(Beginning of Excerpted passage)

But, please don't beat yourself up over having not done enough. You took him to the vet at every opportunity. You tried everything they suggested. And, most importantly, you were there for him when his time came. Not only that, it was at home where he was surrounded by love. By contrast, I could not afford many of the things the vet suggested for Tom, and he ultimately died alone on the bathroom floor while I was at work. I know all too well the guilt of "what if"

But you did everything humanly possible for Simba. You can take pride, and I hope, some comfort in that. I tell you about my feeling of inadequacy in regard to Tom because I truly wanted you to know there is no way you could have done more for Simba. You were and are his forever cat mom. And, I'm sure he looks upon you from the bridge with nothing but love in his heart. Take care.

TTT
gravessa
Dear Tom's Dad
Thank you very much for your kind words, I have been feeling really numb with the grief knowing there are so many little things around the house that remind us & mean so much, as you know yourself it is so hard reconciling in retrospect what could have been done. Tom looks a well loved puss cat & a credit to you. You too like me obviously love Tom & had so much more to give him.

(End of Excerpted passage)

● **Required action 1**
Say whether each statement agrees with the pet-loss messages, answering yes or no and quoting the words from the messages that decide it.
(a) Tom died at home, surrounded by love.
(b) Simba was taken to the vet at every opportunity.
(c) The writer of the reply has been feeling numb with grief.
● **Required action 2**
Retype everything in the pet-loss messages from "But, please don't" down to "heart. Take care.".
● **Required action 3**
Answer each question from the pet-loss messages, one line per answer.
(a) Where did Simba die?
(b) Why were many of the things the vet suggested for Tom not done?
(c) How does the reply address the person it is written to?
You will not need the material that comes after the pet-loss messages.

(Beginning of Entries provided)

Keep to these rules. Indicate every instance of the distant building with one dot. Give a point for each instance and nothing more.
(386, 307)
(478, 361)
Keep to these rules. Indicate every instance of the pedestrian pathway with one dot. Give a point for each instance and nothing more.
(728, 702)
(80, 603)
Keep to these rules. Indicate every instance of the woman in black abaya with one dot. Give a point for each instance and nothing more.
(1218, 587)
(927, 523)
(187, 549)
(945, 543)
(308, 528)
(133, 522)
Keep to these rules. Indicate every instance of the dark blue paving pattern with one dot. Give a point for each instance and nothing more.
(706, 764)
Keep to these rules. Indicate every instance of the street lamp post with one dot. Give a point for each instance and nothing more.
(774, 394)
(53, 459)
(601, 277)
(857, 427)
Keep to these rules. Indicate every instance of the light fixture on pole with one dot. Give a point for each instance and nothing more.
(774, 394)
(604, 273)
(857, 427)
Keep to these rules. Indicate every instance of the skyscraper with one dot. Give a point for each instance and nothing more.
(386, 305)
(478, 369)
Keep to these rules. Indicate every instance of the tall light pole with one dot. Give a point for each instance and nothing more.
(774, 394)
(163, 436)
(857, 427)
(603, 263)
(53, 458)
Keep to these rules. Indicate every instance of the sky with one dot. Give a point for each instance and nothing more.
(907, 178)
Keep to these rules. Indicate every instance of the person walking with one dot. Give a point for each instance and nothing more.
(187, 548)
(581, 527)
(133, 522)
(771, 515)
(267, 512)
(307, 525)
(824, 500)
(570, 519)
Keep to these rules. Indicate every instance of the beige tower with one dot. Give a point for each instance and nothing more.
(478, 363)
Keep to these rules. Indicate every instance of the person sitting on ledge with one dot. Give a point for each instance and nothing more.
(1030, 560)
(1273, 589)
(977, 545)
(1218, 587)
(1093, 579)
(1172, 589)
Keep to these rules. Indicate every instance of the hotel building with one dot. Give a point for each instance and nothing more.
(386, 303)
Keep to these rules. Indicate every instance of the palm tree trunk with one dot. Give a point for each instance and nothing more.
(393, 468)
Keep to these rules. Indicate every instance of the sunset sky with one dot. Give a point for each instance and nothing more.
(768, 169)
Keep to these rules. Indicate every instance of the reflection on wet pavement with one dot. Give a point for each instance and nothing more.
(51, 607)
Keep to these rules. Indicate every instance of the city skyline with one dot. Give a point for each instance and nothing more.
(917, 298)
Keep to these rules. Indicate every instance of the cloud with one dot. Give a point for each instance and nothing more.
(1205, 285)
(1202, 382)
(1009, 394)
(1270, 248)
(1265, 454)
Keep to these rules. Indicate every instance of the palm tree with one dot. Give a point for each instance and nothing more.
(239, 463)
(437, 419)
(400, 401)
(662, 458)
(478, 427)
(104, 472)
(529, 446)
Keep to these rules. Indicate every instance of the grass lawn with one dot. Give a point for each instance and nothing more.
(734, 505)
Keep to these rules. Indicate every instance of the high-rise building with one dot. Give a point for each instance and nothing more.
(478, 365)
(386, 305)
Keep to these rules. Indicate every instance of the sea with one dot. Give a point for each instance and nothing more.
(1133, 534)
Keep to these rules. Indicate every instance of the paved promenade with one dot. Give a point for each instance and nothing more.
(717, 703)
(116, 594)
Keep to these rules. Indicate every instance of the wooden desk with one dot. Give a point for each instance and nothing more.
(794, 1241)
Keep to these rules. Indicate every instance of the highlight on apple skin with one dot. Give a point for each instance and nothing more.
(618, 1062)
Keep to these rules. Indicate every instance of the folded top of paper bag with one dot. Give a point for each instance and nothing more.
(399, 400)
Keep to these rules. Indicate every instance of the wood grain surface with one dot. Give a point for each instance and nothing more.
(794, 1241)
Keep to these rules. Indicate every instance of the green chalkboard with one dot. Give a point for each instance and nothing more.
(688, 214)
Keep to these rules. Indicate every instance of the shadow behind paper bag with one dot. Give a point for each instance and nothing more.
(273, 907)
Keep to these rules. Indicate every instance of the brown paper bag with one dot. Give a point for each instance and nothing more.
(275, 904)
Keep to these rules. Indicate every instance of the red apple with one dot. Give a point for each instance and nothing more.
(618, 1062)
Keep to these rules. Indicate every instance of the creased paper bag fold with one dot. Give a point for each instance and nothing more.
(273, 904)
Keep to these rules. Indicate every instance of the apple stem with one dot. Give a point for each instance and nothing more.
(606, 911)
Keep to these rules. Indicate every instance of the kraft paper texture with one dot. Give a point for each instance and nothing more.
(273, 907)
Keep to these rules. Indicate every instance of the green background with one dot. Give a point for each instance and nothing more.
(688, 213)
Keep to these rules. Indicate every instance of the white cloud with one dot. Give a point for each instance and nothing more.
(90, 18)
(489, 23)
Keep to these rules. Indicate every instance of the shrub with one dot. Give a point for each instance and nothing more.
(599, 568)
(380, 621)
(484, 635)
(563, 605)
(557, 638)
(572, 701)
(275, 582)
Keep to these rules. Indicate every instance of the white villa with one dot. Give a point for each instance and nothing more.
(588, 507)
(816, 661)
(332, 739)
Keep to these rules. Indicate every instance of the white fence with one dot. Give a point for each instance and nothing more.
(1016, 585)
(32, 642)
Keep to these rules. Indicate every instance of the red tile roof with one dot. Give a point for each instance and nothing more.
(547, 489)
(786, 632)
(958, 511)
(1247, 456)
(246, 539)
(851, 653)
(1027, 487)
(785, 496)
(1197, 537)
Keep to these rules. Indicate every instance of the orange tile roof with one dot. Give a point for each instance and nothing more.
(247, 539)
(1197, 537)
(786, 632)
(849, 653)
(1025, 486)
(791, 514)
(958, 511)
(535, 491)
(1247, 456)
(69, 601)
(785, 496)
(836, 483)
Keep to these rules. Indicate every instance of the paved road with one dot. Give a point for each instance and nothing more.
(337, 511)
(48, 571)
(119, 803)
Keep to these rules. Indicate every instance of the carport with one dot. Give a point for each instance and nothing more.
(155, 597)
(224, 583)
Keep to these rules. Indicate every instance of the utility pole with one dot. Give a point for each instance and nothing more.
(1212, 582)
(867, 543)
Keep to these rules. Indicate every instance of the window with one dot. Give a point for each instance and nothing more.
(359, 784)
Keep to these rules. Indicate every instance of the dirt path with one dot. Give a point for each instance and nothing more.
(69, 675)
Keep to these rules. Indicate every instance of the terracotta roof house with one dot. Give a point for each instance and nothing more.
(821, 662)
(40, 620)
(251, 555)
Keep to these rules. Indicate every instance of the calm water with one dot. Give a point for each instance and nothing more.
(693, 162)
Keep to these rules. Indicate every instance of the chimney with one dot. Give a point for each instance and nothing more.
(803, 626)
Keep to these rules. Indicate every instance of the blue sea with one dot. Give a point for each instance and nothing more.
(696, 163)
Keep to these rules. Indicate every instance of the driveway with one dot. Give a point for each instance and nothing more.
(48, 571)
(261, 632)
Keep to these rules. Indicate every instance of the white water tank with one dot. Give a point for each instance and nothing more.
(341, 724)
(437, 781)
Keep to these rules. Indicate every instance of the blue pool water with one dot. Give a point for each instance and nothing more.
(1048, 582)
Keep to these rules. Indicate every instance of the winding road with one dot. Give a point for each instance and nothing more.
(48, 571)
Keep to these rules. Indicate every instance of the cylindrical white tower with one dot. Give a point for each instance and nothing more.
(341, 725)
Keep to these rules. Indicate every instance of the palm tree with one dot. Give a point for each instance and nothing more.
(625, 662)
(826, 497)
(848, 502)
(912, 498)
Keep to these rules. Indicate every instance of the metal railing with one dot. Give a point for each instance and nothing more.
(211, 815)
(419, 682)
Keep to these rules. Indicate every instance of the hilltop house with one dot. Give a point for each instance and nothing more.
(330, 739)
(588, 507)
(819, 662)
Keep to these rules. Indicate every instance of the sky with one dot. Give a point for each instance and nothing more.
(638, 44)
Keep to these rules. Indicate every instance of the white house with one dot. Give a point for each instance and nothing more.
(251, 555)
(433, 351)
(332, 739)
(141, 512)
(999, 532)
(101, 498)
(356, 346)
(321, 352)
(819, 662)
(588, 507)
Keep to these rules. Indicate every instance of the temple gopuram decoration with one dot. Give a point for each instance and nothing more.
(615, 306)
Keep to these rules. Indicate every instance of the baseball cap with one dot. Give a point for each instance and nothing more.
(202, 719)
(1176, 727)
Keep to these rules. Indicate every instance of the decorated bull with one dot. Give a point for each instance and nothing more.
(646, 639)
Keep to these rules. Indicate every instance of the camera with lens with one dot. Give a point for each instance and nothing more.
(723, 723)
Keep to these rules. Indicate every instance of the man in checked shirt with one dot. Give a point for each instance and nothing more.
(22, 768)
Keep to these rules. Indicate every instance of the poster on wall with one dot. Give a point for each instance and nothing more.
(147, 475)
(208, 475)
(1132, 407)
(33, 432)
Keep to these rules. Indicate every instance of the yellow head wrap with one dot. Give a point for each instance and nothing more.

(End of Entries provided)

● **Task result 1**
(a) No: "he ultimately died alone on the bathroom floor while I was at work"
(b) Yes: "You took him to the vet at every opportunity."
(c) Yes: "I have been feeling really numb with the grief"

● **Task result 2**
But, please don't beat yourself up over having not done enough. You took him to the vet at every opportunity. You tried everything they suggested. And, most importantly, you were there for him when his time came. Not only that, it was at home where he was surrounded by love. By contrast, I could not afford many of the things the vet suggested for Tom, and he ultimately died alone on the bathroom floor while I was at work. I know all too well the guilt of "what if"

But you did everything humanly possible for Simba. You can take pride, and I hope, some comfort in that. I tell you about my feeling of inadequacy in regard to Tom because I truly wanted you to know there is no way you could have done more for Simba. You were and are his forever cat mom. And, I'm sure he looks upon you from the bridge with nothing but love in his heart. Take care.

● **Task result 3**
(a) At home, where he was surrounded by love.
(b) The writer could not afford them.
(c) As "Dear Tom's Dad."